**WHAT TO WORK ON**
Copy out each line of the data below in which "water" appears.

(GIVEN RECORDS Opens)

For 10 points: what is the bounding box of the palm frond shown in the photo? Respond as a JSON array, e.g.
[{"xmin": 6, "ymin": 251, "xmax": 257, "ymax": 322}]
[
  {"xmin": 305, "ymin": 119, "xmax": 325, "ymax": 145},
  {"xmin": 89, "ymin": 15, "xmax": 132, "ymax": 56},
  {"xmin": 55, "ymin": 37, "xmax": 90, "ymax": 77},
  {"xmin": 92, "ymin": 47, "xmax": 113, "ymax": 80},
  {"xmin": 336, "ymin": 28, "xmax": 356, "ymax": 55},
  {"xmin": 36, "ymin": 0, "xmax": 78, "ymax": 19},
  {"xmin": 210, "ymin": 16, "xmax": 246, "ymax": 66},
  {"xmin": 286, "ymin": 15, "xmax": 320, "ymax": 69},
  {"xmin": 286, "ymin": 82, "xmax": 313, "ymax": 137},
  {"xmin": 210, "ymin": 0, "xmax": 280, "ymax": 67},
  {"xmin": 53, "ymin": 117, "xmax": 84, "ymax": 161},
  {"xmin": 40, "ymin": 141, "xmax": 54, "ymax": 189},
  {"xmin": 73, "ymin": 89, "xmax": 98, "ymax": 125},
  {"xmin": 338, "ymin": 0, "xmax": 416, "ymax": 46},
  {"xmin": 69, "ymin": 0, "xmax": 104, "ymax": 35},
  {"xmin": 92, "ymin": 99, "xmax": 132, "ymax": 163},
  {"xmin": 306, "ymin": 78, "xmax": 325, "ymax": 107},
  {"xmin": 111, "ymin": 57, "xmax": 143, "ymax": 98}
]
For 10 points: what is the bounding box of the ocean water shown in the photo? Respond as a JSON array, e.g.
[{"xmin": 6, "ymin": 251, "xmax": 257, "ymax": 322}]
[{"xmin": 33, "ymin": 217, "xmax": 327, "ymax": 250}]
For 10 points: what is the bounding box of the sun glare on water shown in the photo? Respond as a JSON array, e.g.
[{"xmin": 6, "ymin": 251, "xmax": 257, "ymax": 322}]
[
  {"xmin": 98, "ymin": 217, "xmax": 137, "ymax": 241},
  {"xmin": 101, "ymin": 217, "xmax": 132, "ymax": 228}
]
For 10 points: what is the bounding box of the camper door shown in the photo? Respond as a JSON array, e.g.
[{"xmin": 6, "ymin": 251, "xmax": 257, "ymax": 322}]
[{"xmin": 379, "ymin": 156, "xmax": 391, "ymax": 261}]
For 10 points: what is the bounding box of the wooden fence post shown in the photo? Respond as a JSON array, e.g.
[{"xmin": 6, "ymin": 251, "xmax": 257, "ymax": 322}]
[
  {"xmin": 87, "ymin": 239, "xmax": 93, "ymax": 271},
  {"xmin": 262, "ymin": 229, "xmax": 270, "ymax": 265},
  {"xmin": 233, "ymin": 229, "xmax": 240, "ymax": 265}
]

(GIVEN RECORDS Closes)

**RESPONSE AREA**
For 10 points: what is the bounding box of the ocean water shown in the photo? Respond as a JSON array, e.g.
For 10 points: what is the bounding box of the sun glare on water shown in the photo? Respond as a JSON array, e.g.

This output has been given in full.